Extrait:

****

Alors ce congre... ma seule hypothèse, bancale et capillotractée je l'admets: il est donc le gardien-passeur des gorges, de la frontière, de l'intermédiaire. Et il laisse passer l'homme du fleuve, "bouche-d'or" Antonio, d'une façon qui semble complice: n'ont-ils pas l'air de danser un ballet sans parole ni musique ? C'est un être démesuré pour ce fleuve: somme toute le Moby Dick local (ne pas oublier que Giono fut traducteur de Moby Dick de Melville).

 Vous avez noté le souffle de Giono, tel qu'il créée de la mythologie, sans qu'on pouffe de rire, et reposant sur un socle de nature-mère, vivante et s'exprimant sans cesse: Et je pense à Whalt Whitman, dont on sait que Giono le lisait et l'appréciait, à Thorau, plus sûrement qu'à J-J Rousseau ou à Virgile; je rajoute M-A Asturias, et Tahca Ushte, voir le premier chapitre de "de mémoire indienne", voilà pour quelques petits exemples, sans doute une multitude d'autres auteurs doit entrer là.

 Pour ce qui est des convictions de Giono en la matière, des textes limpides et démonstratifs (que j'aime beaucoup, mais c'est une autre histoire) comme Regain ou L'homme qui plantait des arbres vous mettront vite sur la piste !

 Mais sinon, par un travail d'exhumation à mener parmi les écrits non romanesques de Giono, dont certains sont passés pour complètement utopiques si ce n'est farfelus au dernier degré du vivant de l'auteur avant qu'on ne commence à voir quelques citations, de ci, de là, circuler, et de plus en plus souvent, on peut dégager une pensée assez visionnaire, qui parle plus aujourd'hui qu'en son temps (farfouillez dans Refus d'obéissance, Lettre aux paysans sur la pauvreté et la paix, Les vraies richesses, etc...).

 Mais revenons à notre Chant:
On "monte" en pays rebeillard. On croise un colporteur qui vend du tabac et qui est espéré par tous les hommes en "manque". Cela et les fusils, plus tard les foulons de la tannerie, et une phrase d'Antonio à propos de "lire le journal" sont à peu près les seuls indices de datation de l'action du roman: disons un grand et large XIXème siècle, au grand maximum début XXème, sans plus de précision possible; la temporalité "datable", et c'est important, est gommée dans le roman, manière de signer un rendu renforçant, sinon l'aspect mythologique, du moins le côté hors du temps mesuré.

****

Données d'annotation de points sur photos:
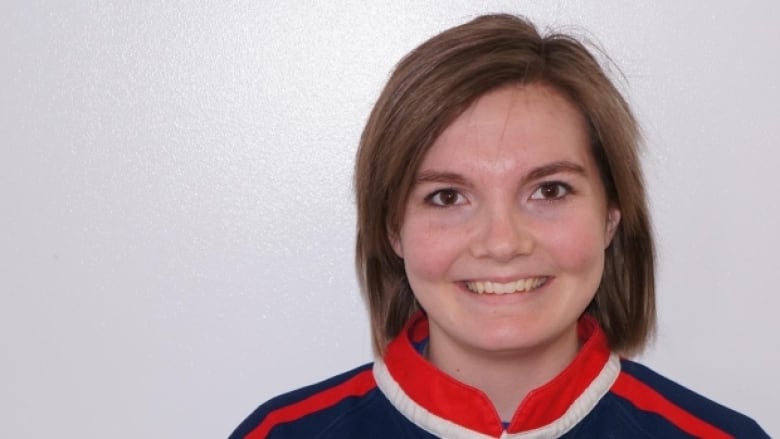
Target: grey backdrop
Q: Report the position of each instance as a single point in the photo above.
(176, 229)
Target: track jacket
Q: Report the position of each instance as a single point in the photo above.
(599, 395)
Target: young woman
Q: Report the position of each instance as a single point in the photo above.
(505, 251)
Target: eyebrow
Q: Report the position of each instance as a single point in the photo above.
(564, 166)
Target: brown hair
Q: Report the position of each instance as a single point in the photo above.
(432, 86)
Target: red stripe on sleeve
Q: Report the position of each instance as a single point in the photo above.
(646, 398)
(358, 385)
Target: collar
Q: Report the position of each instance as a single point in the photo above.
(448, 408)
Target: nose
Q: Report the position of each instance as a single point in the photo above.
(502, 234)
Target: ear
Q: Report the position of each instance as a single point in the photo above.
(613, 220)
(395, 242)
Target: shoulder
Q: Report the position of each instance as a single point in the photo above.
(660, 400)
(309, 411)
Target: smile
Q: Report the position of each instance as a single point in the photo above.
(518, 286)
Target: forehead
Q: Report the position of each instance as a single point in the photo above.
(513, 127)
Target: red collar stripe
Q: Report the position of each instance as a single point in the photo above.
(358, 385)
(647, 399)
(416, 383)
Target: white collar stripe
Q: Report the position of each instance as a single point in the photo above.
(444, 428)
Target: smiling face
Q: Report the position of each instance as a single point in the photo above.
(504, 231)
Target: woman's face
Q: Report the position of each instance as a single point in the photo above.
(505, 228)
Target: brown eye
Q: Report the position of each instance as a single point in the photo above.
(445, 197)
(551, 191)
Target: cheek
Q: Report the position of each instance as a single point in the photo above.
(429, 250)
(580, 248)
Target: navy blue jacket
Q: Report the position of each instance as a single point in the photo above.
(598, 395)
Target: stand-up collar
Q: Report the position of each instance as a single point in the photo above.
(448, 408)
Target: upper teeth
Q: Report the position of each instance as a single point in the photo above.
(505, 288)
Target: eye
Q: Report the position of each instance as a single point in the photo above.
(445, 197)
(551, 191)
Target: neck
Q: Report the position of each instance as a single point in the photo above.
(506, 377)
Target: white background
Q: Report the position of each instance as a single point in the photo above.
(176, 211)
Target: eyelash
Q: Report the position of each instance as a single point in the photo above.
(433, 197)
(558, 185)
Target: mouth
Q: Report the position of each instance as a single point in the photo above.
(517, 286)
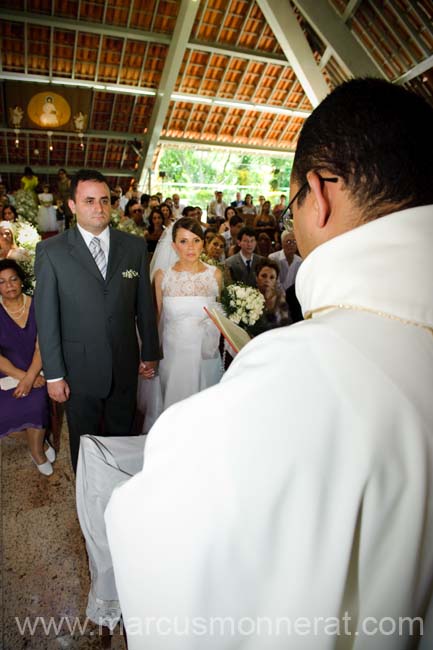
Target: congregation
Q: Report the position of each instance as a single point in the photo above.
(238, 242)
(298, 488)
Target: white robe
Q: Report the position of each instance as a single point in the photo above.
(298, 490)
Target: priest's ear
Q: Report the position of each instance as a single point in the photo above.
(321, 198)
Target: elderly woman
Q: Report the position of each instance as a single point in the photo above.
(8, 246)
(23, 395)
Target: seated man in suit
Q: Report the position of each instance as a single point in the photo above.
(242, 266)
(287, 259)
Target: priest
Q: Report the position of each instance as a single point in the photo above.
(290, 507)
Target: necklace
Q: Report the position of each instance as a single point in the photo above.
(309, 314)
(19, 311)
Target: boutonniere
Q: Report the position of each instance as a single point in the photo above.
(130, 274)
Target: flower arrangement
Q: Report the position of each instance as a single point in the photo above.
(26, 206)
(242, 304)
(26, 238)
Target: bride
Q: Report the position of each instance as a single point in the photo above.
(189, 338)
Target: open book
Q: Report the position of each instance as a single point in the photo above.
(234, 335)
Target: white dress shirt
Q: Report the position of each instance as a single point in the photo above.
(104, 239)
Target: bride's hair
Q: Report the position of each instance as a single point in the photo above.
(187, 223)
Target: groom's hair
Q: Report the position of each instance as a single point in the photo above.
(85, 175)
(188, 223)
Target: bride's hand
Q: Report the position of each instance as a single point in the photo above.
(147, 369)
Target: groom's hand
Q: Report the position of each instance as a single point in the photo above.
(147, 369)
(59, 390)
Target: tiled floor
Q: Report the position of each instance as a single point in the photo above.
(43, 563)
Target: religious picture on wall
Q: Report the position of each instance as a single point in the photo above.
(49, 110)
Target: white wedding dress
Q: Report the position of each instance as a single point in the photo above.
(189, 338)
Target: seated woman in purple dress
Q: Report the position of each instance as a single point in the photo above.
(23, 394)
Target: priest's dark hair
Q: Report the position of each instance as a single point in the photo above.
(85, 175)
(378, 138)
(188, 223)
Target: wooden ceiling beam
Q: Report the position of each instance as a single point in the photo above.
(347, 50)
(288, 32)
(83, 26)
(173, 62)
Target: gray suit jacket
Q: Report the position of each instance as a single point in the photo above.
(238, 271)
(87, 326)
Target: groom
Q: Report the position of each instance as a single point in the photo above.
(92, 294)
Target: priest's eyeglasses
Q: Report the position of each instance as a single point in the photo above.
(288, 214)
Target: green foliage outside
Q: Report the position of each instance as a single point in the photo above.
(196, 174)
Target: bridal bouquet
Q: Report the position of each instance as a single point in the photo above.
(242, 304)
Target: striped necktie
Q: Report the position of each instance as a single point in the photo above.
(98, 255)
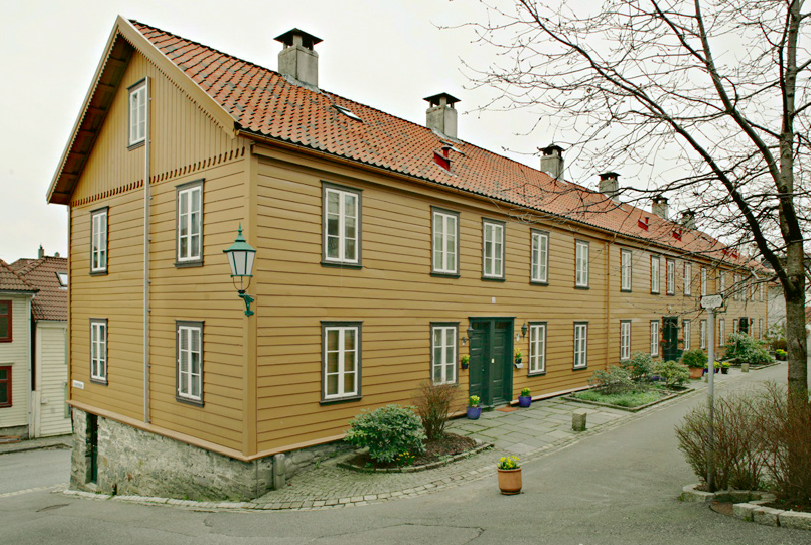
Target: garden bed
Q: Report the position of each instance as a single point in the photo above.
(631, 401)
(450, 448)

****

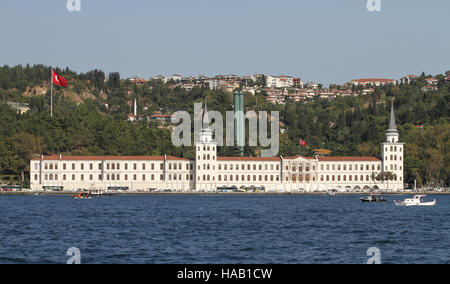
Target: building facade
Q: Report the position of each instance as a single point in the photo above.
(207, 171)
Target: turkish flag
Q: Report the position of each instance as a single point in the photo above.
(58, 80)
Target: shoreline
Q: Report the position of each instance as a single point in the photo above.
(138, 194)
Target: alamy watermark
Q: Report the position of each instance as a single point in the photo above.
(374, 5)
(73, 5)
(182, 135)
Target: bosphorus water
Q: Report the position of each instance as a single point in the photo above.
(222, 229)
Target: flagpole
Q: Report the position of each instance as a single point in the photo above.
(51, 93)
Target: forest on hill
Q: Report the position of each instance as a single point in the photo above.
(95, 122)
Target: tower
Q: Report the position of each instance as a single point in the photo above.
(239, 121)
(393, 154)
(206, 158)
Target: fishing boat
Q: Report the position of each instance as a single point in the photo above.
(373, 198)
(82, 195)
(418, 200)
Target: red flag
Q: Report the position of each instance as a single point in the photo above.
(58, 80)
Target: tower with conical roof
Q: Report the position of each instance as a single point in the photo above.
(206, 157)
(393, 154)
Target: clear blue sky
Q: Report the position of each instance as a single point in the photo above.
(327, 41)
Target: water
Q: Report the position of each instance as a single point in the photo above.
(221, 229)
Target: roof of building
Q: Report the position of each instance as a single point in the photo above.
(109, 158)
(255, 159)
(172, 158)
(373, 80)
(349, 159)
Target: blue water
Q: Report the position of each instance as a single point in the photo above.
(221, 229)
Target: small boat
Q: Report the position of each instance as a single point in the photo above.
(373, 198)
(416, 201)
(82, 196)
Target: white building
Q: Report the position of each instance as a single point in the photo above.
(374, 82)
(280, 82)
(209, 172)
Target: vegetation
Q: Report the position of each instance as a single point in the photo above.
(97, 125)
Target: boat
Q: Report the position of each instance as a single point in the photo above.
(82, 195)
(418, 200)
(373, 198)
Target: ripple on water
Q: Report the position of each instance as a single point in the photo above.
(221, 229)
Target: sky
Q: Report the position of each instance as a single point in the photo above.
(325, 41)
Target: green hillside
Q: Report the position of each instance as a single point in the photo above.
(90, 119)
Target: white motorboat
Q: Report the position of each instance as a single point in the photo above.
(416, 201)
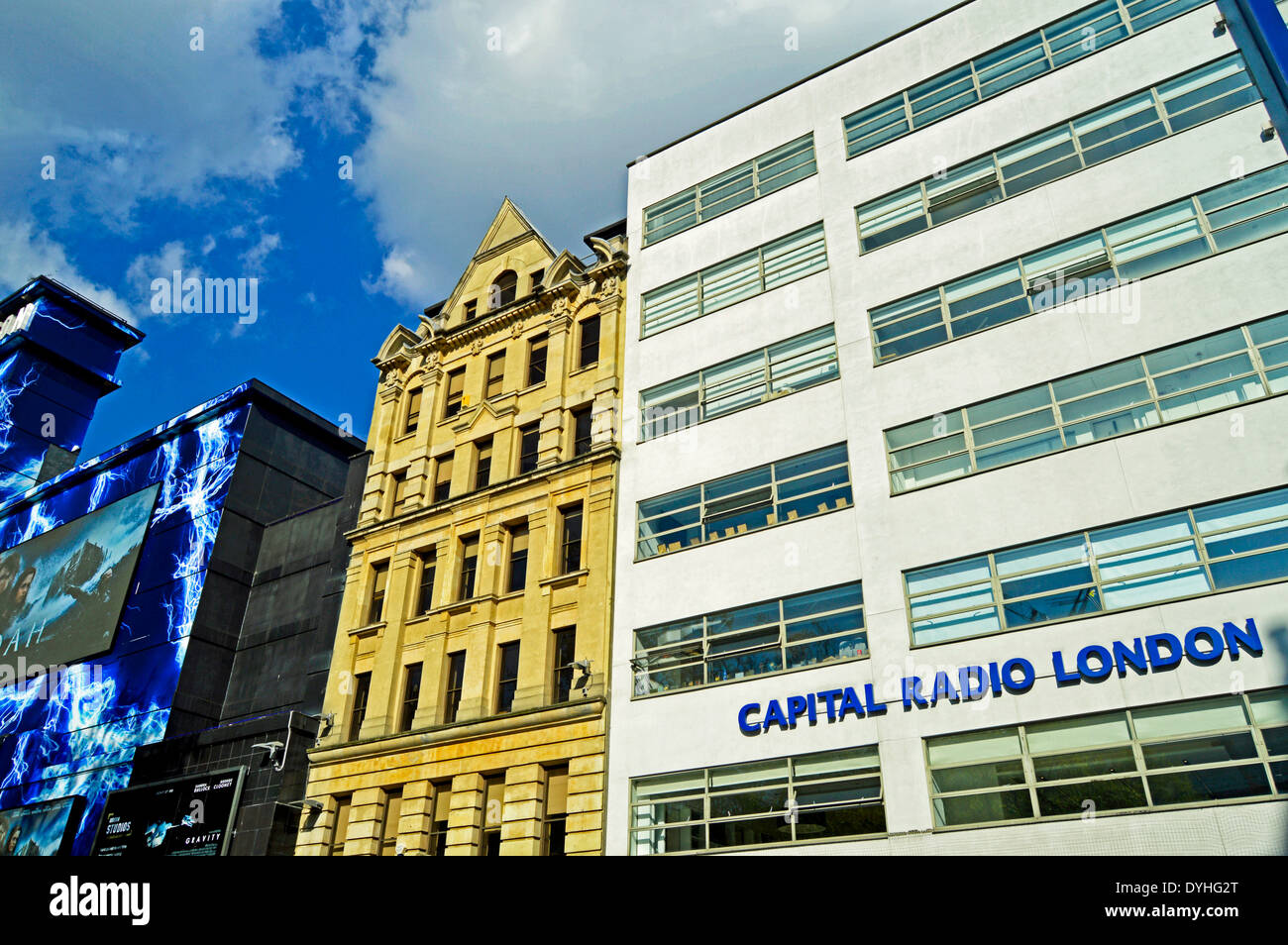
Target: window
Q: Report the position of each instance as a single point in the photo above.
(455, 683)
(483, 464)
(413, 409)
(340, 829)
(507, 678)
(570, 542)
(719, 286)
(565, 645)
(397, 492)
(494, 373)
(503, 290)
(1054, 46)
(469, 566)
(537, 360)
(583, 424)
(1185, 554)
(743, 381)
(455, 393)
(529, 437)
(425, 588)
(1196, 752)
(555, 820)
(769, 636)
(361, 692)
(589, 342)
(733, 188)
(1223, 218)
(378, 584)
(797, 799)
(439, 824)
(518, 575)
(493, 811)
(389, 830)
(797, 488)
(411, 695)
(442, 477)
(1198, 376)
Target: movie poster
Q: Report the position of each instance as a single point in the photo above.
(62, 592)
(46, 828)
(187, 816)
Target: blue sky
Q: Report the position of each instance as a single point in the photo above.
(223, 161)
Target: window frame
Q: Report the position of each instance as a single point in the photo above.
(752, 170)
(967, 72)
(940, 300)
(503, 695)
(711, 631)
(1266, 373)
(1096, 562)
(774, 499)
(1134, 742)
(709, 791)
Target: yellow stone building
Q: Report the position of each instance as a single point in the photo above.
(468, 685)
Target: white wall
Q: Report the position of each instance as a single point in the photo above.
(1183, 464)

****

Consigne: Pourriez-vous poursuivre le commentaire sur le roman de Giono à partir de sa dernière phrase ?

Réponse:
 A noter l'élément feu avec les brasiers allumés par les bouviers (littéralement: les cow-boys) de Maudru, pour communiquer une nouvelle importante (nous saurons plus tard que c'est le coup de feu du besson sur le neveu de Maudru). Puis, à la fin de la nuit suivante "le soleil s'embrasa". Auparavant, Matelot et Antonio avaient allumé deux feux, ce que le maître du pays (Maudru) prohibe: Antonio et Matelot sont, sinon des voleurs de feu, du moins des voleurs d'emplacement de feu. Le vrai voleur de feu sera, mais nous ne le savons pas encore, est bien sûr l'homme au cheveux rouges (symbole), celui qui n'a pas besoin de protéger ses yeux par temps de soleil sur la neige, etc...  

Après une montée sous la pluie -donc "eau"- (somptueuses descriptions de la pluie "vivante", puis, plus tard, de la neige - description qui inaugure la deuxième partie), le passage au feu du charron, auprès duquel ils ne restent pas en dépit de l'invite du charron, la grange qui "suait du feu par tous ses trous" (chapitre VII) "on ne voyait que de grandes flammes nerveuses, un étincelant feuillage d'or claquait en écrasant un brasier rouge", et des inconnus en train de haleter, de s'étriller, de se sécher en une scène hallucinante, qui aura son rappel bien plus tard, dans la seconde partie, quand Antonio, Matelot et le besson passent ensemble à l'étuve-étrille maison, scène stoppée par l'entrée désapprobatrice de Toussaint.  

 Beaucoup de choses à dire sur la fin de la première partie, et les premiers chapitres de la deuxième - dans un prochain message !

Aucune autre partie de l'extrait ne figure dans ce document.